Rewrite the lines from the one holding "Reviewer note: check that each instance of the thin" through the end of the items, inclusive, with the requests kept. Scale each coordinate in the answers by 1.95 and round to whole numbers, with halves going up; leave the numbers in the requests unchanged.

____________________

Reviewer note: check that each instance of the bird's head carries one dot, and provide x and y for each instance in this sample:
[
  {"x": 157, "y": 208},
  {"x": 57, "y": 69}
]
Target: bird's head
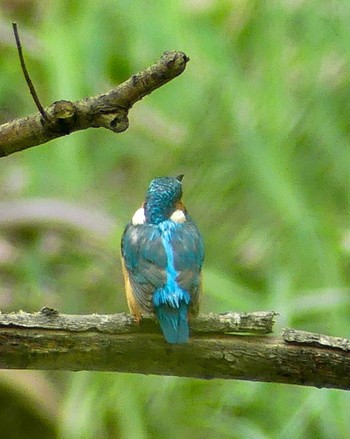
[{"x": 162, "y": 198}]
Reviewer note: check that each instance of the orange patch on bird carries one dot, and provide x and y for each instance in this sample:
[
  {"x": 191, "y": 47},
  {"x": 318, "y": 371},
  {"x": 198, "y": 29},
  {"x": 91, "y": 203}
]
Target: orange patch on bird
[{"x": 132, "y": 304}]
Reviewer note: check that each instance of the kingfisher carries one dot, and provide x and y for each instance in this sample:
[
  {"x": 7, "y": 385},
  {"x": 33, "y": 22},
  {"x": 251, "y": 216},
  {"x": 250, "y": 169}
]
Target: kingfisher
[{"x": 162, "y": 256}]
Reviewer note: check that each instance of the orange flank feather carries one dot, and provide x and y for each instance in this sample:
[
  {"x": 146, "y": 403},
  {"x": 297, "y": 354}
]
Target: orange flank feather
[{"x": 132, "y": 304}]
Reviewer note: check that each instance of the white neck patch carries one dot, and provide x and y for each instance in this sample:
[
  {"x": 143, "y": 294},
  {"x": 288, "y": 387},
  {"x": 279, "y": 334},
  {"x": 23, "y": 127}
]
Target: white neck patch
[
  {"x": 139, "y": 217},
  {"x": 178, "y": 216}
]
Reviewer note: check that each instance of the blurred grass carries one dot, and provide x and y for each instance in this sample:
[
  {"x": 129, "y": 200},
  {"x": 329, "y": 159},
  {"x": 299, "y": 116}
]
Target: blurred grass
[{"x": 259, "y": 125}]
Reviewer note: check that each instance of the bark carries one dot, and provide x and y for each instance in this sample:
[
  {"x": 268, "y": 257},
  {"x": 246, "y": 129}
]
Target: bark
[
  {"x": 219, "y": 348},
  {"x": 108, "y": 110}
]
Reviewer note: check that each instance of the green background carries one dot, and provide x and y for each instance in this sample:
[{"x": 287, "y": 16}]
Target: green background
[{"x": 259, "y": 123}]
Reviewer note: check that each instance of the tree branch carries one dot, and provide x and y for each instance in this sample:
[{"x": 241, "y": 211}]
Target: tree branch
[
  {"x": 108, "y": 110},
  {"x": 48, "y": 340}
]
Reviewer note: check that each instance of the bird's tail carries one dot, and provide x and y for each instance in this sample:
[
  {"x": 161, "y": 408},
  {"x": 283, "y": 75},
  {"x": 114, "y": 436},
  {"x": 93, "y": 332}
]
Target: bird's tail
[{"x": 172, "y": 314}]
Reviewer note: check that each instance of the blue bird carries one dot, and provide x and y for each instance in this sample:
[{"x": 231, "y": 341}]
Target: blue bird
[{"x": 162, "y": 256}]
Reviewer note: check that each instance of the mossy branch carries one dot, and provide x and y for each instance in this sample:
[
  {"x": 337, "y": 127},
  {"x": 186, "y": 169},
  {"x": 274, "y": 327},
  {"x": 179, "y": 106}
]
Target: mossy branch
[
  {"x": 219, "y": 348},
  {"x": 108, "y": 110}
]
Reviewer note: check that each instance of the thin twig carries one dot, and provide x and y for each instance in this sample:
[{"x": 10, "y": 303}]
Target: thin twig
[{"x": 26, "y": 74}]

____________________

** Expected output **
Reviewer note: check that each instance of the thin twig carries one dot, and provide x and y for each instance in this sample:
[{"x": 10, "y": 303}]
Target: thin twig
[{"x": 51, "y": 144}]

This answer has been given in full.